(An excerpt from a dataset)
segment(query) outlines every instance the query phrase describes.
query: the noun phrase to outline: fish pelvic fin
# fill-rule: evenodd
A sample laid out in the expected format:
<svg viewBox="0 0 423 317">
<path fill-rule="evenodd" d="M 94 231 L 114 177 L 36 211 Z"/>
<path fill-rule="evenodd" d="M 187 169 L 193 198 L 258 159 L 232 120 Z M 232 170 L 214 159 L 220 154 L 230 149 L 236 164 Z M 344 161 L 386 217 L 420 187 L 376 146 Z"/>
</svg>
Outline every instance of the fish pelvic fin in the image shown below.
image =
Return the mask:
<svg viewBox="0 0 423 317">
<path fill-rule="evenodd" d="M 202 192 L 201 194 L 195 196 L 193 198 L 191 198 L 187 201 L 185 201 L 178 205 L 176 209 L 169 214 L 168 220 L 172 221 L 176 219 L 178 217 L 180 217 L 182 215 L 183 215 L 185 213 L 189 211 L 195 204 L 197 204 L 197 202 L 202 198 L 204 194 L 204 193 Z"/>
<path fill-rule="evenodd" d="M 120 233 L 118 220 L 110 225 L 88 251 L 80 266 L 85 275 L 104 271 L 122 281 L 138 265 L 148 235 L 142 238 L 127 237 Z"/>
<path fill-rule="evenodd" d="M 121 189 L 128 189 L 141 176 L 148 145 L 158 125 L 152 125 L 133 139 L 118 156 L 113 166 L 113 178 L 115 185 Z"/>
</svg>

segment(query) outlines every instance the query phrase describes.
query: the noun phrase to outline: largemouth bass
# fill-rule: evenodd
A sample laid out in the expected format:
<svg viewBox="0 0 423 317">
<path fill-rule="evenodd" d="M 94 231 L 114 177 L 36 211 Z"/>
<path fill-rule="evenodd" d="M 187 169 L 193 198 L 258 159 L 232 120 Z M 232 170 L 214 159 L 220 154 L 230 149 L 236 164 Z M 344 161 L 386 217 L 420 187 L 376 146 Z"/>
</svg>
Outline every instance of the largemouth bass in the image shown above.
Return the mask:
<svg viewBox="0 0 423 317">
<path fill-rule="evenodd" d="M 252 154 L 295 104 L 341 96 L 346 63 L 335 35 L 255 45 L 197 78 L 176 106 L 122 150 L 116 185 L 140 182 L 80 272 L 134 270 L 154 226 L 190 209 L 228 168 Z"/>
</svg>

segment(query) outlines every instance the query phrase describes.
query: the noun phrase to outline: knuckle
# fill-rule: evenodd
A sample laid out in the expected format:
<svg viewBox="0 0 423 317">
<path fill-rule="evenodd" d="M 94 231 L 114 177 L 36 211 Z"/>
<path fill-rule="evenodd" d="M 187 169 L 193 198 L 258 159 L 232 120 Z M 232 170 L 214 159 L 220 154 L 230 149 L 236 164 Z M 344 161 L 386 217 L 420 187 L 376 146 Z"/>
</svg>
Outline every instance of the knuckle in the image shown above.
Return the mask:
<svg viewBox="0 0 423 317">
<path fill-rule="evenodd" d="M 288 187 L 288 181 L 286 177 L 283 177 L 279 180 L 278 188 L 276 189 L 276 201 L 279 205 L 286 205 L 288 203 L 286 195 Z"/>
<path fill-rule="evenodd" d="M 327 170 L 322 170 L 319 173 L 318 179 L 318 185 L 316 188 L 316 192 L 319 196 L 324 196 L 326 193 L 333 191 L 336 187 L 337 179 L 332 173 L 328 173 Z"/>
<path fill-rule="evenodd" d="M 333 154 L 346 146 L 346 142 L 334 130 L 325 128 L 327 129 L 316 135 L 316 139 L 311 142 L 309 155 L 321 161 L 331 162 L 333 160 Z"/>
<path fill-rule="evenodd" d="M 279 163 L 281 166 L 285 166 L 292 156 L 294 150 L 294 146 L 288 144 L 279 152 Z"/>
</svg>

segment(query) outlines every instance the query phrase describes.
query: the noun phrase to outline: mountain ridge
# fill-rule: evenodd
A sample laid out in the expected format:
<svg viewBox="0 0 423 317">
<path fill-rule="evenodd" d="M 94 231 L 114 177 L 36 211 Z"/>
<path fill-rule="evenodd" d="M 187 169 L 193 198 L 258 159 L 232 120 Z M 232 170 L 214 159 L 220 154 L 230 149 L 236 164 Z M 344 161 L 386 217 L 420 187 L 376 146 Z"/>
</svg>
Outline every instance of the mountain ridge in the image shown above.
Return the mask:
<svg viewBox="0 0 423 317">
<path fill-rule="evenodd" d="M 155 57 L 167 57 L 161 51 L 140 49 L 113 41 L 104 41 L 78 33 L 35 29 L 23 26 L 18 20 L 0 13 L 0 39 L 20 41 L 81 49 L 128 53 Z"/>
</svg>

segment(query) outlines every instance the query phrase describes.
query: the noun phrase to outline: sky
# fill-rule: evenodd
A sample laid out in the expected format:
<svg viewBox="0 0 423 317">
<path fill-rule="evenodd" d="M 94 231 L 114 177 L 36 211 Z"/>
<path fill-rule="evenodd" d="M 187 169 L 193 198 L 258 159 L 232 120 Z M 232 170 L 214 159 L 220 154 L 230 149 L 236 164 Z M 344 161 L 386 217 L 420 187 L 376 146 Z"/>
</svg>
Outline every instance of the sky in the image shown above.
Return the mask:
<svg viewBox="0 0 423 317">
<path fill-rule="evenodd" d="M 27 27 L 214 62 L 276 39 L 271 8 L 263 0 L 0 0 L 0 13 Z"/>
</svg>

- Problem
Please output all of the data above again, reproducing every line without any change.

- The solution
segment(query) outlines every instance the query phrase describes.
query: the noun phrase to outline: fish pelvic fin
# fill-rule: evenodd
A sample laid out in the expected format:
<svg viewBox="0 0 423 317">
<path fill-rule="evenodd" d="M 94 231 L 114 177 L 36 211 Z"/>
<path fill-rule="evenodd" d="M 187 169 L 193 198 L 258 159 L 232 120 Z M 232 170 L 214 159 L 220 154 L 230 149 L 236 164 Z M 344 161 L 386 217 L 420 187 L 376 146 Z"/>
</svg>
Outline every instance of the fish pelvic fin in the image shown below.
image =
Return the mask:
<svg viewBox="0 0 423 317">
<path fill-rule="evenodd" d="M 202 192 L 201 194 L 195 196 L 193 198 L 191 198 L 187 201 L 185 201 L 178 205 L 176 209 L 169 214 L 168 220 L 172 221 L 176 219 L 178 217 L 180 217 L 182 215 L 183 215 L 185 213 L 189 211 L 195 204 L 197 204 L 197 202 L 202 198 L 204 194 L 204 193 Z"/>
<path fill-rule="evenodd" d="M 120 233 L 118 220 L 110 225 L 88 251 L 80 266 L 85 275 L 104 271 L 122 281 L 138 265 L 148 235 L 142 238 L 127 237 Z"/>
<path fill-rule="evenodd" d="M 121 189 L 128 189 L 141 176 L 148 145 L 158 125 L 152 125 L 133 139 L 118 156 L 113 166 L 113 178 L 115 185 Z"/>
</svg>

segment(query) outlines every instance the query phrase describes.
query: the noun phrase to outline: largemouth bass
# fill-rule: evenodd
A sample laid out in the expected format:
<svg viewBox="0 0 423 317">
<path fill-rule="evenodd" d="M 94 231 L 114 177 L 36 211 Z"/>
<path fill-rule="evenodd" d="M 187 169 L 193 198 L 258 159 L 232 120 Z M 232 170 L 214 159 L 220 154 L 230 149 L 236 164 Z M 344 161 L 386 217 L 420 187 L 376 146 Z"/>
</svg>
Outline every instance of the largemouth bass in the image shown above.
Return the mask:
<svg viewBox="0 0 423 317">
<path fill-rule="evenodd" d="M 252 154 L 295 104 L 341 96 L 346 63 L 335 35 L 255 45 L 197 78 L 176 106 L 122 150 L 116 185 L 140 182 L 80 272 L 134 270 L 154 226 L 190 209 L 228 168 Z"/>
</svg>

segment(query) outlines every instance the query phrase describes.
query: the noun phrase to outline: knuckle
# fill-rule: evenodd
A sample laid out in the expected format:
<svg viewBox="0 0 423 317">
<path fill-rule="evenodd" d="M 94 231 L 114 177 L 36 211 Z"/>
<path fill-rule="evenodd" d="M 187 169 L 193 198 L 258 159 L 232 120 Z M 232 170 L 214 159 L 220 154 L 230 149 L 236 164 Z M 344 161 L 386 217 L 420 187 L 376 146 Z"/>
</svg>
Outline every instance of the knuckle in the image shown above.
Return the mask:
<svg viewBox="0 0 423 317">
<path fill-rule="evenodd" d="M 288 187 L 288 181 L 286 177 L 283 177 L 279 180 L 278 188 L 276 189 L 276 201 L 279 205 L 286 205 L 288 203 L 286 195 Z"/>
<path fill-rule="evenodd" d="M 327 170 L 322 170 L 319 173 L 318 179 L 318 185 L 316 188 L 316 192 L 319 196 L 324 196 L 326 193 L 333 191 L 336 187 L 337 179 L 332 173 L 328 173 Z"/>
<path fill-rule="evenodd" d="M 333 154 L 346 146 L 346 142 L 334 130 L 325 128 L 327 129 L 316 135 L 316 139 L 311 142 L 309 155 L 321 161 L 331 162 L 333 160 Z"/>
<path fill-rule="evenodd" d="M 279 163 L 281 166 L 285 166 L 292 156 L 294 150 L 294 146 L 288 144 L 279 152 Z"/>
</svg>

segment(query) outlines every instance the query phrase describes.
query: the noun phrase to outline: mountain ridge
# fill-rule: evenodd
A sample laid out in the expected format:
<svg viewBox="0 0 423 317">
<path fill-rule="evenodd" d="M 94 231 L 114 177 L 36 211 Z"/>
<path fill-rule="evenodd" d="M 187 169 L 193 198 L 258 159 L 232 120 Z M 232 170 L 214 159 L 220 154 L 230 149 L 236 164 Z M 344 161 L 386 217 L 420 187 L 376 146 Z"/>
</svg>
Outline every instance of the mountain ridge in the image shown above.
Return the mask:
<svg viewBox="0 0 423 317">
<path fill-rule="evenodd" d="M 155 57 L 167 57 L 161 51 L 140 49 L 113 41 L 104 41 L 78 33 L 35 29 L 23 26 L 18 20 L 0 13 L 0 39 L 20 41 L 81 49 L 128 53 Z"/>
</svg>

segment(query) outlines every instance the query phrase describes.
query: the noun phrase to outline: sky
# fill-rule: evenodd
A sample laid out in the expected format:
<svg viewBox="0 0 423 317">
<path fill-rule="evenodd" d="M 94 231 L 114 177 L 36 211 Z"/>
<path fill-rule="evenodd" d="M 187 169 L 193 198 L 258 159 L 232 120 Z M 232 170 L 214 159 L 220 154 L 230 149 L 236 164 Z M 344 161 L 386 217 L 420 187 L 376 146 Z"/>
</svg>
Outline every instance of the sky in the image shown above.
Return the mask:
<svg viewBox="0 0 423 317">
<path fill-rule="evenodd" d="M 27 27 L 214 62 L 276 39 L 271 8 L 263 0 L 0 0 L 0 13 Z"/>
</svg>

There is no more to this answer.